◆ TASK REQUIREMENTS ◆
Please return the lines of the data below, word for word, from the first line through the line containing "target: beige upholstered bench".
--- START ---
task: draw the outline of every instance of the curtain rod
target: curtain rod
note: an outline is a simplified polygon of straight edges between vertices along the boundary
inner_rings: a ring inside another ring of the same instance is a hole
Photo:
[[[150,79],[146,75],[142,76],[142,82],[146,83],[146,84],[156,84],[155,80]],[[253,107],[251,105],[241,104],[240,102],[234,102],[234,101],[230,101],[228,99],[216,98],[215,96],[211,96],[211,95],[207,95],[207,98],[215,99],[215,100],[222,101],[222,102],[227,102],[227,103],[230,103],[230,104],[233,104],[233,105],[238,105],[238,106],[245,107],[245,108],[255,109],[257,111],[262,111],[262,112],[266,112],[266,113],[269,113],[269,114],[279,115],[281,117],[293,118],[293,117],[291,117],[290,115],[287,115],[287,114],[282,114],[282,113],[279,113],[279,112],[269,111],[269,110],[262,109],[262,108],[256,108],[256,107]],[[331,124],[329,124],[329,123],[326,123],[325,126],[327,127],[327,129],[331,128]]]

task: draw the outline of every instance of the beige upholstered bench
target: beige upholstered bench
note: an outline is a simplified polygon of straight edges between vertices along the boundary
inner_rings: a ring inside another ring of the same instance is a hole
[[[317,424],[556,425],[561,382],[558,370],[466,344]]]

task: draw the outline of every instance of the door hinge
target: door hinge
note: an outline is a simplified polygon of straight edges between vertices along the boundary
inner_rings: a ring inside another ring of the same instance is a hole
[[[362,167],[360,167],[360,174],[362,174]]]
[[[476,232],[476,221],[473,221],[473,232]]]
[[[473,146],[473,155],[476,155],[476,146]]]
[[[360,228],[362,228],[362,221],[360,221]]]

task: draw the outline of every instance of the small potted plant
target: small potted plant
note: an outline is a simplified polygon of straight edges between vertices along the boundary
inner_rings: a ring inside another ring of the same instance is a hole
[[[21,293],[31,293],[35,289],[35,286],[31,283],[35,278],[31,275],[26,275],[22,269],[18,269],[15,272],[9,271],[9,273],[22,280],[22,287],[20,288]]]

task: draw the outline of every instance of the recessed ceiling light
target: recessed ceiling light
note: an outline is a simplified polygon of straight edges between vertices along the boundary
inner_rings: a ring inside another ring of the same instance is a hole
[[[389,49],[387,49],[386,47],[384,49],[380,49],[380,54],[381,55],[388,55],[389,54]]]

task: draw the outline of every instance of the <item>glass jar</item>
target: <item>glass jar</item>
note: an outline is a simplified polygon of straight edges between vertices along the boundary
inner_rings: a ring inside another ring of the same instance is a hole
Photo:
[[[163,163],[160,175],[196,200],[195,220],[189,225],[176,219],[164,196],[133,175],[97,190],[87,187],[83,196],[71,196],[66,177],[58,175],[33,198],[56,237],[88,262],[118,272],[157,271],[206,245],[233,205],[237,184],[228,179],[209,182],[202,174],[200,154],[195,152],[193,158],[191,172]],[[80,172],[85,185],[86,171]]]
--- END ---
◆ SOLUTION TO THIS PROBLEM ◆
task: draw the outline of every instance of the curtain rod
target: curtain rod
note: an outline is a simplified polygon of straight edges between vertices along the boundary
inner_rings: a ring inside another ring of the same instance is a hole
Photo:
[[[150,79],[146,75],[142,76],[142,82],[146,83],[146,84],[156,84],[155,80]],[[253,107],[251,105],[241,104],[240,102],[234,102],[234,101],[230,101],[228,99],[216,98],[215,96],[211,96],[211,95],[207,95],[207,98],[215,99],[215,100],[222,101],[222,102],[227,102],[227,103],[230,103],[230,104],[233,104],[233,105],[238,105],[238,106],[245,107],[245,108],[255,109],[257,111],[262,111],[262,112],[266,112],[266,113],[269,113],[269,114],[279,115],[281,117],[293,118],[293,117],[291,117],[290,115],[287,115],[287,114],[282,114],[282,113],[279,113],[279,112],[269,111],[269,110],[262,109],[262,108],[256,108],[256,107]],[[331,124],[329,124],[329,123],[326,123],[325,126],[327,127],[327,129],[331,128]]]

task: draw the outline of every instance of the beige upholstered bench
target: beige upholstered bench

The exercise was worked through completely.